(Supplied text Opens)

Germany plans return to debt-limit rules in 2023

Germany will reinstate its so-called debt brake in 2023 after suspending it for three years to cope with the impact of the coronavirus pandemic, sources in the finance ministry said Wednesday.

Germany plans return to debt-limit rules in 2023

The government will borrow 17.2 billion euros ($18.1 million) next year, adhering to the rule enshrined in the constitution that normally limits

Germany’s public deficit to 0.35 percent of overall annual economic output, despite new spending as a result of Russia’s war in Ukraine, the sources said.

The new borrowing set out in a draft budget to be presented to the cabinet on Friday is almost 10 billion euros higher than a previous figure for 2023 announced in April.

However, “despite a considerable increase in costs, the debt brake will be respected,” one of the sources said.

Although Germany is traditionally a frugal nation, the government broke its own debt rules at the start of the coronavirus pandemic and unleashed vast financial aid to steer the economy through the crisis.

READ ALSO: Debt-averse Germany to take on new borrowings to soften pandemic blow

The government has this year unveiled a multi-billion-euro support package to help companies in Europe’s biggest economy weather the fallout from the Ukraine war and sanctions against Russia.

Berlin has also spent billions to diversify its energy supply to reduce its dependence on Russia, as well as investing heavily in plans to tackle climate change and push digital technology.

But despite the additional spending, Finance Minister Christian Lindner has maintained the aim to reinstate the debt brake in 2023.

(Supplied text Closes)
(Provided information Opens)

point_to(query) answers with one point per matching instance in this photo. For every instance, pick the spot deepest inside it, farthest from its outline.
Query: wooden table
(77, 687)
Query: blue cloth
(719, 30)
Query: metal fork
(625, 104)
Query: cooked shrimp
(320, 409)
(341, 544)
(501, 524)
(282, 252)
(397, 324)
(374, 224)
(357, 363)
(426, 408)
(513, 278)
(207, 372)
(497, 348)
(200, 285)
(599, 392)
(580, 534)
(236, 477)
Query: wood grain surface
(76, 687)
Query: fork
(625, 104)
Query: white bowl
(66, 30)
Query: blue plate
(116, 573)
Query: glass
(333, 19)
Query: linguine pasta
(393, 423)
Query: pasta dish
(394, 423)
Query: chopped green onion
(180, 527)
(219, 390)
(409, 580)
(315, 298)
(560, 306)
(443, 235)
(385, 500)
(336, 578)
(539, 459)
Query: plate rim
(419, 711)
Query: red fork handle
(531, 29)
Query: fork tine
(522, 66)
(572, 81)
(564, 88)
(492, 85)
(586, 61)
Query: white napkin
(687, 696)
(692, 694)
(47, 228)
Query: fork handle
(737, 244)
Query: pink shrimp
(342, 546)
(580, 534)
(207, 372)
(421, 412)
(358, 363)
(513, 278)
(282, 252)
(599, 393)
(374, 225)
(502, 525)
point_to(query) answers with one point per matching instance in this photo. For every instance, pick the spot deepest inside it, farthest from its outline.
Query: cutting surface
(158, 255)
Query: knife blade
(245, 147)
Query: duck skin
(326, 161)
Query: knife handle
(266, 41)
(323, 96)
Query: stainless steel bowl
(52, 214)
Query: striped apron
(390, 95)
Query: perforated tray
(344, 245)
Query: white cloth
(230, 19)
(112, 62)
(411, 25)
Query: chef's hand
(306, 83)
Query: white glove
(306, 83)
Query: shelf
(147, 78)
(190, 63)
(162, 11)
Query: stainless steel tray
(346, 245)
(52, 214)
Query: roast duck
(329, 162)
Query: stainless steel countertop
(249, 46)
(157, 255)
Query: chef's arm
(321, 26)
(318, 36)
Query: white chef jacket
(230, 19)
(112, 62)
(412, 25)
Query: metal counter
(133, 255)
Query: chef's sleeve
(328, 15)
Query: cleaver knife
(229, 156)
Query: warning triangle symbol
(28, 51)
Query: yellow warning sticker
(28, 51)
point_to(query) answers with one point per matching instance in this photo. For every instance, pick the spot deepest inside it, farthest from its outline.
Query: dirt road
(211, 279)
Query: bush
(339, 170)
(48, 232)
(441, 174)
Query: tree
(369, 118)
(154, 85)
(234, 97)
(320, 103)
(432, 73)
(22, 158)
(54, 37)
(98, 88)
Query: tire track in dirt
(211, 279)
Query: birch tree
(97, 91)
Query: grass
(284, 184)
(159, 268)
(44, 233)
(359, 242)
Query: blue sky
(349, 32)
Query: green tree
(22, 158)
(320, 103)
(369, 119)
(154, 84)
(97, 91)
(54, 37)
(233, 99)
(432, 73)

(Provided information Closes)
(Provided information Opens)

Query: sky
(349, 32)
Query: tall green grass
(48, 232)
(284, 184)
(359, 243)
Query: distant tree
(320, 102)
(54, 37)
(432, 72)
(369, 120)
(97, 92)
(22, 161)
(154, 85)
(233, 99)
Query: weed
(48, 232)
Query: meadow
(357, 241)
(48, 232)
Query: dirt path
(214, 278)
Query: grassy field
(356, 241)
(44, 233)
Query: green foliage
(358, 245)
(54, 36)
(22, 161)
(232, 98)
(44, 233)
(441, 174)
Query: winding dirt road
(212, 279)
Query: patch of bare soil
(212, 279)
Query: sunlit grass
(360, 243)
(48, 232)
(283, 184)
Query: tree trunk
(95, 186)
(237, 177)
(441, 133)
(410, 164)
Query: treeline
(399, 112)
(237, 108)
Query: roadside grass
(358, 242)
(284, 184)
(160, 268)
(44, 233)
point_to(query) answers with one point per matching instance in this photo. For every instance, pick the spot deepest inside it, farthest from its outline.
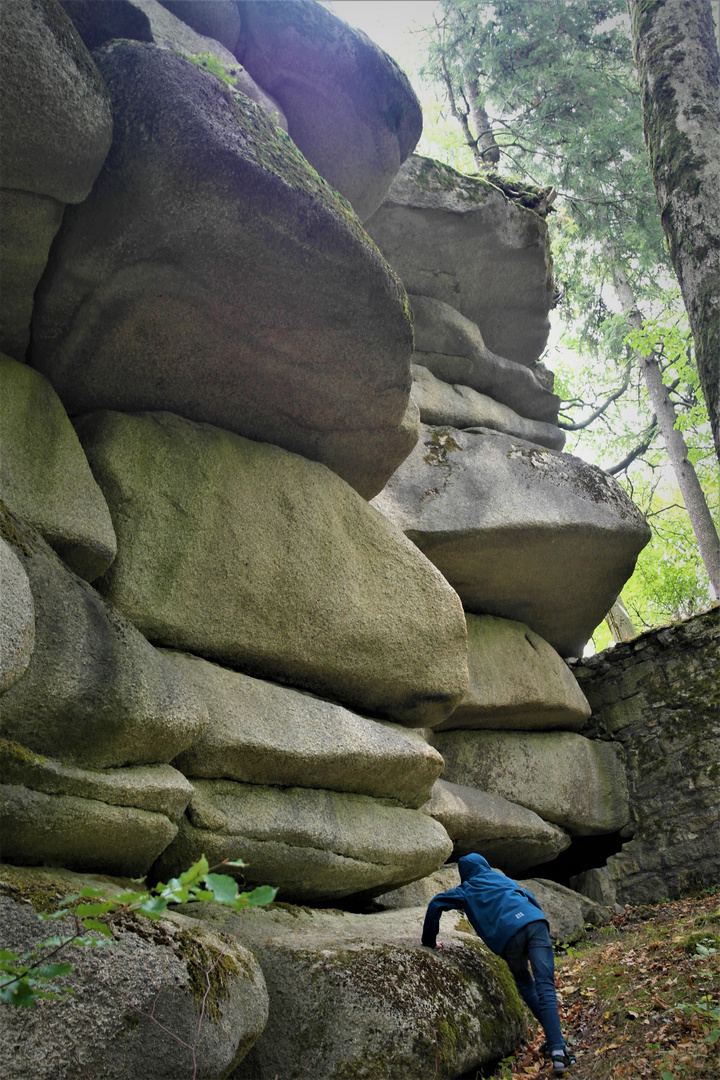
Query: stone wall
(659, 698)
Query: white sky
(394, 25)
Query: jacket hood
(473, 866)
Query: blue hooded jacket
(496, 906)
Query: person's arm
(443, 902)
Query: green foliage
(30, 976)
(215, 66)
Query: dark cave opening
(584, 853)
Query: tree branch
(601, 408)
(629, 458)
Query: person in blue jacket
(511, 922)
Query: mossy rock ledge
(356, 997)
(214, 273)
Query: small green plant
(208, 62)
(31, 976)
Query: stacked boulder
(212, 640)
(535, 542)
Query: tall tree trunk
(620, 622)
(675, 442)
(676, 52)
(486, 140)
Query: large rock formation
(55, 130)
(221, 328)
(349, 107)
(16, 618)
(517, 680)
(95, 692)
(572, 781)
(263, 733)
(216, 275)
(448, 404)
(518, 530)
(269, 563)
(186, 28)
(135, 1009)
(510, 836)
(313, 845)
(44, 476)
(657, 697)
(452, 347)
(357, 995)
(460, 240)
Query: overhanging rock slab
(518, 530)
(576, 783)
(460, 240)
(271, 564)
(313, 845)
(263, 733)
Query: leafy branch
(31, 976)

(Provided information Closes)
(Provided information Opens)

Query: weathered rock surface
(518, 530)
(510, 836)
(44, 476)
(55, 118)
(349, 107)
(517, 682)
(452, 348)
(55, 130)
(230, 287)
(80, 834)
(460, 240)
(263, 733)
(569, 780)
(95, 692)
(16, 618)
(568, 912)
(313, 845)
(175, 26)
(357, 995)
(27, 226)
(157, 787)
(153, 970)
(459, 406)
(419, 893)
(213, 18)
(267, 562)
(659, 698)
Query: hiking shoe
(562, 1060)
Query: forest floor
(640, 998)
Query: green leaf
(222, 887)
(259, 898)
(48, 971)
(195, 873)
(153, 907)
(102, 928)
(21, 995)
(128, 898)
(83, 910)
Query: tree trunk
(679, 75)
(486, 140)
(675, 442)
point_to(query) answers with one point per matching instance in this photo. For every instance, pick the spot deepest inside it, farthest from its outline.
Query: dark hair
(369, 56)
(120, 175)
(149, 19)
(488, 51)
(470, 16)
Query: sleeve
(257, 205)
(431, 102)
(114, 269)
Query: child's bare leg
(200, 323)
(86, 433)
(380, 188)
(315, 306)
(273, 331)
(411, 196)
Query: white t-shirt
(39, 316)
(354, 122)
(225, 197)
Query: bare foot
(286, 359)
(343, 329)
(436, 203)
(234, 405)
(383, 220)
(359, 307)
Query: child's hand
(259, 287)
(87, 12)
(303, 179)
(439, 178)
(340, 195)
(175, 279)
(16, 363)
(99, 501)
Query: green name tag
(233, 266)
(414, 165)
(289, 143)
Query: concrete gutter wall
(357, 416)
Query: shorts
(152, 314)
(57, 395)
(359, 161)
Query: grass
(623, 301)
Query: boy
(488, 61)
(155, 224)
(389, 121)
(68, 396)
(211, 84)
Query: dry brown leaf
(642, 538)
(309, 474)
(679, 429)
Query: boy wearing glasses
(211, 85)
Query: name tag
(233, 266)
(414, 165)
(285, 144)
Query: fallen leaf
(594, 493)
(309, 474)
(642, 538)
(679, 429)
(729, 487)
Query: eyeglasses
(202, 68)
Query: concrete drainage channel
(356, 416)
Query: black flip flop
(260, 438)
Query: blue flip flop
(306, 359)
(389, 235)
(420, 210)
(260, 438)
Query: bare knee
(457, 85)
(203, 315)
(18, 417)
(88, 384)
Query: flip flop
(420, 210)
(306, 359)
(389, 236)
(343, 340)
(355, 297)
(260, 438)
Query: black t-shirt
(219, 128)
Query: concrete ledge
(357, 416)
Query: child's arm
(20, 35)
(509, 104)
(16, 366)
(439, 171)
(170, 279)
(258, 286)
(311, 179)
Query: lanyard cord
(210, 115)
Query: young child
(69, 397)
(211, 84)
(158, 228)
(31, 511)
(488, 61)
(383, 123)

(Provided information Closes)

◆ **Task item**:
Copy out the full article on Germany's debt brake above, word for word, with nothing added or left out.

◆ **Written reply**:
Germany plans return to debt-limit rules in 2023

Germany will reinstate its so-called debt brake in 2023 after suspending it for three years to cope with the impact of the coronavirus pandemic, sources in the finance ministry said Wednesday.

Germany plans return to debt-limit rules in 2023

The government will borrow 17.2 billion euros ($18.1 million) next year, adhering to the rule enshrined in the constitution that normally limits

Germany’s public deficit to 0.35 percent of overall annual economic output, despite new spending as a result of Russia’s war in Ukraine, the sources said.

The new borrowing set out in a draft budget to be presented to the cabinet on Friday is almost 10 billion euros higher than a previous figure for 2023 announced in April.

However, “despite a considerable increase in costs, the debt brake will be respected,” one of the sources said.

Although Germany is traditionally a frugal nation, the government broke its own debt rules at the start of the coronavirus pandemic and unleashed vast financial aid to steer the economy through the crisis.

READ ALSO: Debt-averse Germany to take on new borrowings to soften pandemic blow

The government has this year unveiled a multi-billion-euro support package to help companies in Europe’s biggest economy weather the fallout from the Ukraine war and sanctions against Russia.

Berlin has also spent billions to diversify its energy supply to reduce its dependence on Russia, as well as investing heavily in plans to tackle climate change and push digital technology.

But despite the additional spending, Finance Minister Christian Lindner has maintained the aim to reinstate the debt brake in 2023.